**Task instructions:** The required result is the exact run of lines beginning at the one containing "Note: for each instance of the cheek" and ending at the last line of the entries.

-- start of Listed entries --

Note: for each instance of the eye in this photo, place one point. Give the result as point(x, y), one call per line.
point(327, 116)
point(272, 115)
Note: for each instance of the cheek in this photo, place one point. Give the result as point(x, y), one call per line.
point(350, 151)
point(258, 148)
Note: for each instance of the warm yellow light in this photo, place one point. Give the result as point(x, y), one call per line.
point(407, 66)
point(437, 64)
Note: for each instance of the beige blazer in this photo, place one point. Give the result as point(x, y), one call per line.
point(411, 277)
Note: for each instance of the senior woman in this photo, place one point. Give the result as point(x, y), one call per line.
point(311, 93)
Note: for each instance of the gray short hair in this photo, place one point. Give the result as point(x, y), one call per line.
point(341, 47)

-- end of Listed entries --

**In response:**
Note: for each instance of the cheek in this photo, place one point. Give the result as point(x, y), one call per line.
point(350, 151)
point(258, 148)
Note: for each instance of the warm yellow light in this photo, place one point. Give the result as point(x, y), one call per line.
point(407, 66)
point(437, 64)
Note: for each instance of the beige blazer in this photo, place one point. Give the result as point(x, y), one call per line.
point(411, 277)
Note: for each instance of the senior woman in this photo, place one point. Give the result as point(x, y), one call per line.
point(311, 93)
Note: for each instance of the gray short hair in this photo, place one point. Give the result as point(x, y), one call per line.
point(341, 47)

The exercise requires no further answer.